──────── Provided passage

CEO Morning Brief

Australia's Economy Remains Weak on Household Spending Squeeze

Publish date: Thu, 06 Jun 2024, 11:56 AM
TheEdge CEO Morning Brief

(June 5): Australia’s economy extended a streak of subdued growth in the first three months of the year as elevated interest rates and cost of living pressures weighed on households.

Gross domestic product (GDP) advanced 0.1% from an upwardly revised 0.3% in the prior quarter and compared with economists’ forecasts of 0.2%, Australian Bureau of Statistics (ABS) data showed on Wednesday. From a year earlier, the economy grew 1.1%, below estimates of 1.2%.

The annual result was the weakest, outside the pandemic, since the first quarter of 1992, when Australia was just emerging from recession, and compares with a decade average of 2.4%. The slowdown will likely increase pressure on the Reserve Bank of Australia (RBA) to begin an easing cycle after it held rates unchanged at 4.35% at its past four meetings.

Governor Michele Bullock reiterated earlier on Wednesday that the RBA remains data-driven and isn’t ruling anything in or out. She predicted GDP would be “low”, adding that household spending in the economy is “very, very weak.”

────────────────

- _Exercise prompt_
Reproduce the full article on Australia's weak economy word for word, keeping every line.

──────── Dataset content

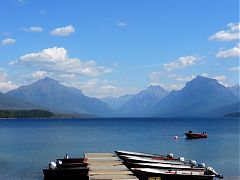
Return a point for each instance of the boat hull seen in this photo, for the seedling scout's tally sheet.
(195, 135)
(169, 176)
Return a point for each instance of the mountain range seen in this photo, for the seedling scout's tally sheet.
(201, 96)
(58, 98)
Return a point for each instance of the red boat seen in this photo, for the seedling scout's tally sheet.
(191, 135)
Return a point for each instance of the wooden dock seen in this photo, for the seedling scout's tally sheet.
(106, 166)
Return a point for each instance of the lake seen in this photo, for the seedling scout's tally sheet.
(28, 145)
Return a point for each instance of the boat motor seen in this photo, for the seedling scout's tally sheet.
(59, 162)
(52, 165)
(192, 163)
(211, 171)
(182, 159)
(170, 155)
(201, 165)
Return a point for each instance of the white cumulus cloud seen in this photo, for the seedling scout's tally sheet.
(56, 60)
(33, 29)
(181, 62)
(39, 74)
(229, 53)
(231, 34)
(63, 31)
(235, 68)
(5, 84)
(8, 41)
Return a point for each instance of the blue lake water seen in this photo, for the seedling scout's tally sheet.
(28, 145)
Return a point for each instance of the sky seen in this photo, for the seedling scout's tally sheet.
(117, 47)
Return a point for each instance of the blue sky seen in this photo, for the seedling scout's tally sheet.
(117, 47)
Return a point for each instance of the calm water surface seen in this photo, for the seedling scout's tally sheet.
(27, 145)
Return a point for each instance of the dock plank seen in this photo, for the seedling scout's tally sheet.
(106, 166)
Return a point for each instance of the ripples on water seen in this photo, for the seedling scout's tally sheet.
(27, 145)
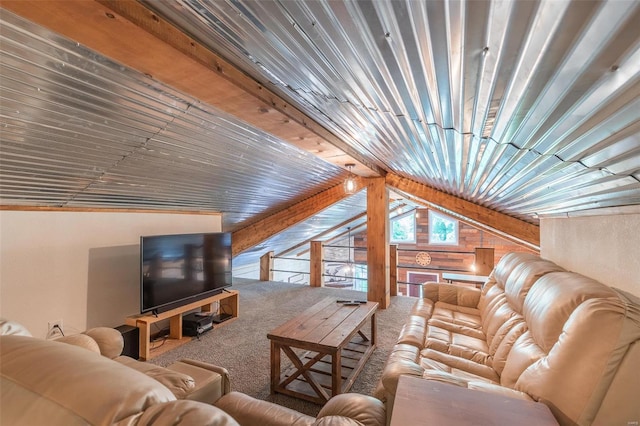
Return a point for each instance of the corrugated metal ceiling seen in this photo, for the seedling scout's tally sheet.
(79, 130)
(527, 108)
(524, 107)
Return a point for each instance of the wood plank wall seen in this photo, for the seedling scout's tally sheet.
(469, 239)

────────────────
──────── Dataset content

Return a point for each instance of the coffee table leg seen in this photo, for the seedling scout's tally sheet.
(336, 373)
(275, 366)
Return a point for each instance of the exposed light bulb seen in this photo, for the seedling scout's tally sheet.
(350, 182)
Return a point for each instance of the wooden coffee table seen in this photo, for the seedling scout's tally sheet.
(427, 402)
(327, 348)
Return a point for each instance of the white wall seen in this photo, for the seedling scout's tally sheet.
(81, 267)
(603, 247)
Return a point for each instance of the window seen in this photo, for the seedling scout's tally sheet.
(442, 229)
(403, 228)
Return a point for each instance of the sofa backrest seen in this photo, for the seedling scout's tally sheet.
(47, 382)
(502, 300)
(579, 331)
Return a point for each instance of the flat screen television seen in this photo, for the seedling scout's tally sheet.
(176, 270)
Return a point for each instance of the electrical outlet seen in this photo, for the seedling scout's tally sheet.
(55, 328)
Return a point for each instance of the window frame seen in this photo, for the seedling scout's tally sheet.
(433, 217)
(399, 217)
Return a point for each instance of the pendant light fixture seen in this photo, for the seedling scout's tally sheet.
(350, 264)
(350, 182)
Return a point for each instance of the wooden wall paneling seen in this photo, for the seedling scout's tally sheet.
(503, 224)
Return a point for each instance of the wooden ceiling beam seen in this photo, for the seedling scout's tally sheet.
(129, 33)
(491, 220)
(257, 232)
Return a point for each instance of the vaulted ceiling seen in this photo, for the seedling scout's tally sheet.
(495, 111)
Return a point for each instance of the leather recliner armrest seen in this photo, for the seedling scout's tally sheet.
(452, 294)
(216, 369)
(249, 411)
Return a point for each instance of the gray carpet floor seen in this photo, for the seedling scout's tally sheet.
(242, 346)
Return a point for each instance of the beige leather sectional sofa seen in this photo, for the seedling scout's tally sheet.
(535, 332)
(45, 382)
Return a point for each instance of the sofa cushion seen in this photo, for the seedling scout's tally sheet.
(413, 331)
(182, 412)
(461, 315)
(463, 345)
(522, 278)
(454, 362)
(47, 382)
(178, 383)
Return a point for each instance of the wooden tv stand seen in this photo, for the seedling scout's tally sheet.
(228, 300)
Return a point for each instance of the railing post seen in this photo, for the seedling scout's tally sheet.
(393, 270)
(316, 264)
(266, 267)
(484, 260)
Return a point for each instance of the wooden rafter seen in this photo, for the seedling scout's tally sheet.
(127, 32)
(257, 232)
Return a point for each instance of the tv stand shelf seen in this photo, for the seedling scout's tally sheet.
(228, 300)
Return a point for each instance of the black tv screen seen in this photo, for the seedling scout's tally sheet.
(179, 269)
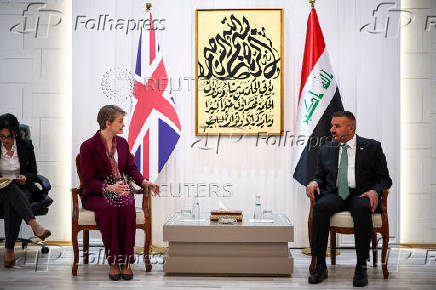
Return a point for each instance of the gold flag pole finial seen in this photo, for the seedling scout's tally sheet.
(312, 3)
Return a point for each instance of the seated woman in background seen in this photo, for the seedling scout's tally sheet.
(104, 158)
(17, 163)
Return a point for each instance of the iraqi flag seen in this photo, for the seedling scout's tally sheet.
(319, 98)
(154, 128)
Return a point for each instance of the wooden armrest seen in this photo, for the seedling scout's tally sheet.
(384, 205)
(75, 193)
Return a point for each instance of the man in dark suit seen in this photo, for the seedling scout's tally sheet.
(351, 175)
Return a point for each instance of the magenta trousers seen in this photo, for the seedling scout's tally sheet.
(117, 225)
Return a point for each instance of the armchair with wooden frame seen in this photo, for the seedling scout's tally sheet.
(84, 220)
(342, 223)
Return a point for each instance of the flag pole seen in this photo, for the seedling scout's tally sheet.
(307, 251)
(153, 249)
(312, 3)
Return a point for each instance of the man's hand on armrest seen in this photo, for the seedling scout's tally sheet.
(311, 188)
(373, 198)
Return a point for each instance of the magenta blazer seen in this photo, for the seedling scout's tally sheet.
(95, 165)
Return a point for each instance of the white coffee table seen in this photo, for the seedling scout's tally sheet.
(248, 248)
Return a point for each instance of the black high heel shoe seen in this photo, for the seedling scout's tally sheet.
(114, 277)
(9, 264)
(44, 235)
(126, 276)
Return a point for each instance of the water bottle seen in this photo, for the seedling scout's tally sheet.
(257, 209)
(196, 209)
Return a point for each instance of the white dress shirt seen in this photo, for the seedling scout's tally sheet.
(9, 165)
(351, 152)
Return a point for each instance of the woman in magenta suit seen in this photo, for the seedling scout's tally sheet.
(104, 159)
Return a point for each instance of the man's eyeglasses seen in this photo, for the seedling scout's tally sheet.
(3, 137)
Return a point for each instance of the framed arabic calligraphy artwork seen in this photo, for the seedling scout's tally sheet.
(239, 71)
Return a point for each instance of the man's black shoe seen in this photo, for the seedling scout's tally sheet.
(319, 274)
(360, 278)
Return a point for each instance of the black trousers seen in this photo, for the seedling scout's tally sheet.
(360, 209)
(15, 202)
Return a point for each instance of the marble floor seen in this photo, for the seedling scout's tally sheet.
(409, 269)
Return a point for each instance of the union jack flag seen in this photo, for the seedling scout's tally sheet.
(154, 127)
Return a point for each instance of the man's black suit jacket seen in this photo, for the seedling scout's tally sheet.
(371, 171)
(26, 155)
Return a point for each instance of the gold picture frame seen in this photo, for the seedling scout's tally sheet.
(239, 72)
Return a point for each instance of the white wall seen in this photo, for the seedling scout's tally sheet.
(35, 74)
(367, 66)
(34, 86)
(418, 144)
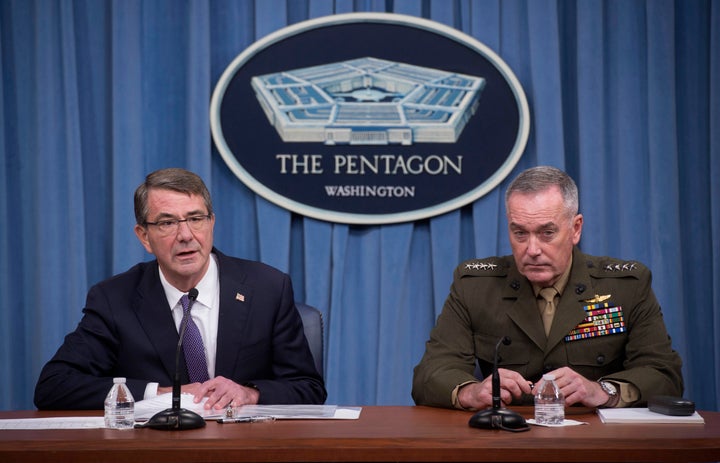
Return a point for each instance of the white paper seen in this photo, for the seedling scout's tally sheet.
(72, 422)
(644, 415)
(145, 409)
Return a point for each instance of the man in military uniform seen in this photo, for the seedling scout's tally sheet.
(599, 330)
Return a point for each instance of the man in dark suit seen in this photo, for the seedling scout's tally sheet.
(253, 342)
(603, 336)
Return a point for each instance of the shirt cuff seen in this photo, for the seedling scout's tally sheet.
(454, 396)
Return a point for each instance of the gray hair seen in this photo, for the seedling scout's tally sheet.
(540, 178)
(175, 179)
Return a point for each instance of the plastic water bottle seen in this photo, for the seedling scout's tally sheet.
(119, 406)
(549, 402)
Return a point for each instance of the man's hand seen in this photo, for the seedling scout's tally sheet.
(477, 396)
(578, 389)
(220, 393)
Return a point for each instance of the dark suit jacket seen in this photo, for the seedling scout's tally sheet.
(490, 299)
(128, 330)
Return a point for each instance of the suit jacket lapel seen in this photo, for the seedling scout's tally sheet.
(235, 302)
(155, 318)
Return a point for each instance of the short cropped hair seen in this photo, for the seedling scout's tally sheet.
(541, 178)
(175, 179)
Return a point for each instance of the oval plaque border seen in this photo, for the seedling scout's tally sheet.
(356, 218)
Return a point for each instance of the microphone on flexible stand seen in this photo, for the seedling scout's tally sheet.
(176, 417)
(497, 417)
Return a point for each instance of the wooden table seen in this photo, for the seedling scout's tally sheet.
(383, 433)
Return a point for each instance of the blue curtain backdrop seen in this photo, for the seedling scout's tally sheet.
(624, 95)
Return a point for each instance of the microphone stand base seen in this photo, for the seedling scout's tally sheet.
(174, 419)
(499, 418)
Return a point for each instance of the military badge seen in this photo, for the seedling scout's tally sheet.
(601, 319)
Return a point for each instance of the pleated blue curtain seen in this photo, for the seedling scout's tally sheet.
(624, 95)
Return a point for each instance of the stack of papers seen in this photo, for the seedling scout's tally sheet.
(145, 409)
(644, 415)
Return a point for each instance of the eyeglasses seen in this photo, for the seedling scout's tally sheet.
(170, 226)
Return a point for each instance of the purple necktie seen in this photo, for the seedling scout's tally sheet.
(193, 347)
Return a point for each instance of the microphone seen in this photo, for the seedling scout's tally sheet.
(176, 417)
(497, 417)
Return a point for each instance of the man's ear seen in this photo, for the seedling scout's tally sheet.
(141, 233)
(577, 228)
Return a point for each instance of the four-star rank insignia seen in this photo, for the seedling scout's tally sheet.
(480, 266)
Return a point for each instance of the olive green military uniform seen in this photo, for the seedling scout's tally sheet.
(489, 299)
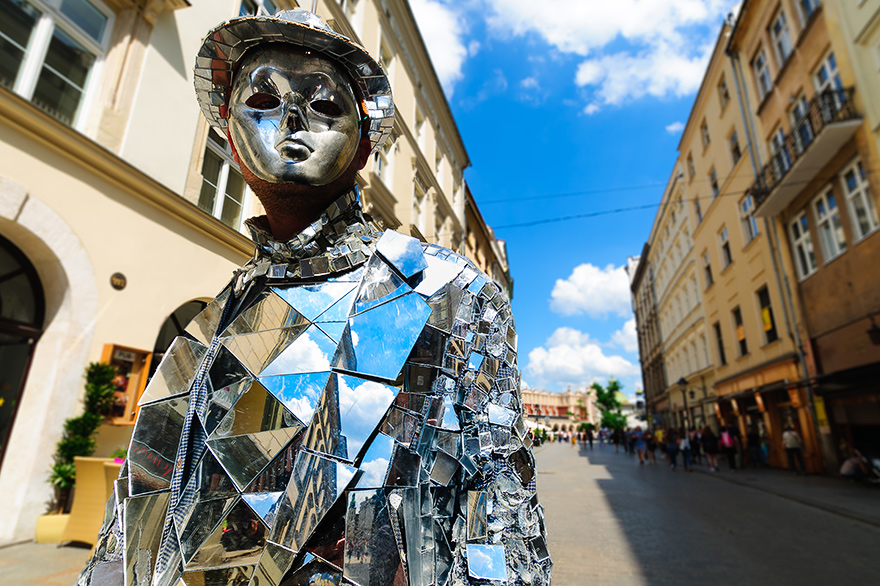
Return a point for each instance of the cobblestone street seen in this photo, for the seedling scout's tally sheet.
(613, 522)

────────────────
──────── Dataset content

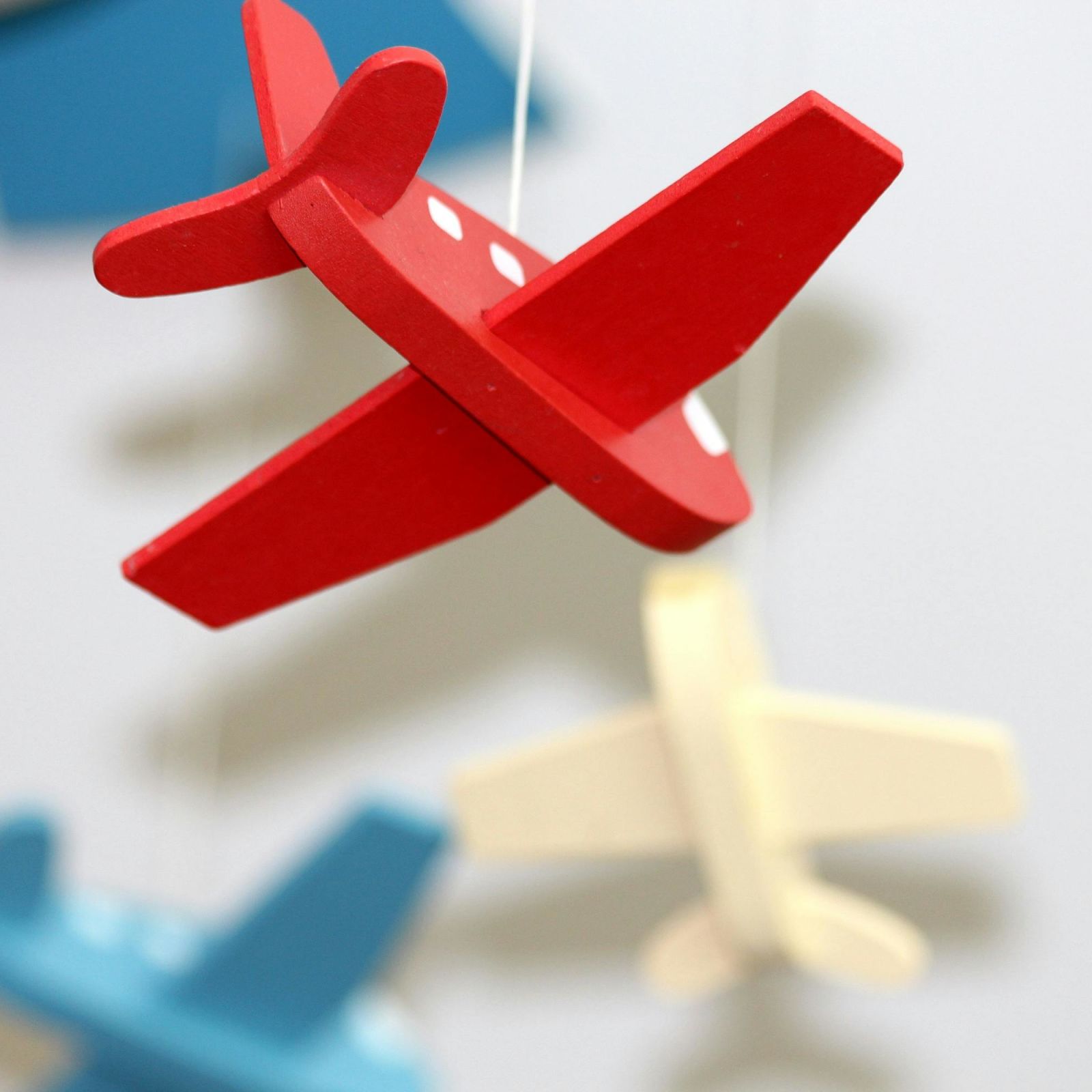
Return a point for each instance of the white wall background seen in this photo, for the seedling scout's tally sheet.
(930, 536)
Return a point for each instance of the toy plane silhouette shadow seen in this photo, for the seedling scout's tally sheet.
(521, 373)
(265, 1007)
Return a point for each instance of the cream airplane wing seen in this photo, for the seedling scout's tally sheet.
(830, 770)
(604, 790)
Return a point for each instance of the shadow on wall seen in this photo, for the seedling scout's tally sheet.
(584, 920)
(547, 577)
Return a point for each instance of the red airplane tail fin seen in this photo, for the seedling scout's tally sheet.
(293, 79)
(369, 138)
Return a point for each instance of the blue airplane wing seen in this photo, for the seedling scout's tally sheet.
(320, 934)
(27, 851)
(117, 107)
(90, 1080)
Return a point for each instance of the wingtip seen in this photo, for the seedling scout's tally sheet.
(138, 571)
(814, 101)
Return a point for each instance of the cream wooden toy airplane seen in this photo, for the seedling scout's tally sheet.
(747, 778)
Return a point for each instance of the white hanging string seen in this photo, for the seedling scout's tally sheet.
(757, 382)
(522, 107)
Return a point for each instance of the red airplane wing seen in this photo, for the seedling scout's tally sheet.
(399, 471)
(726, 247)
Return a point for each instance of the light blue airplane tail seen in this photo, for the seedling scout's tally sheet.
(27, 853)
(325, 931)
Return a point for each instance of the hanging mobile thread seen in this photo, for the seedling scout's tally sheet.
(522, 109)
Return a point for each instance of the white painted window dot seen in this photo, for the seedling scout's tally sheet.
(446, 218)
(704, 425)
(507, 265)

────────────────

- _Answer below_
CEO Morning Brief

Australia's Economy Remains Weak on Household Spending Squeeze

Publish date: Thu, 06 Jun 2024, 11:56 AM
TheEdge CEO Morning Brief

(June 5): Australia’s economy extended a streak of subdued growth in the first three months of the year as elevated interest rates and cost of living pressures weighed on households.

Gross domestic product (GDP) advanced 0.1% from an upwardly revised 0.3% in the prior quarter and compared with economists’ forecasts of 0.2%, Australian Bureau of Statistics (ABS) data showed on Wednesday. From a year earlier, the economy grew 1.1%, below estimates of 1.2%.

The annual result was the weakest, outside the pandemic, since the first quarter of 1992, when Australia was just emerging from recession, and compares with a decade average of 2.4%. The slowdown will likely increase pressure on the Reserve Bank of Australia (RBA) to begin an easing cycle after it held rates unchanged at 4.35% at its past four meetings.

Governor Michele Bullock reiterated earlier on Wednesday that the RBA remains data-driven and isn’t ruling anything in or out. She predicted GDP would be “low”, adding that household spending in the economy is “very, very weak.”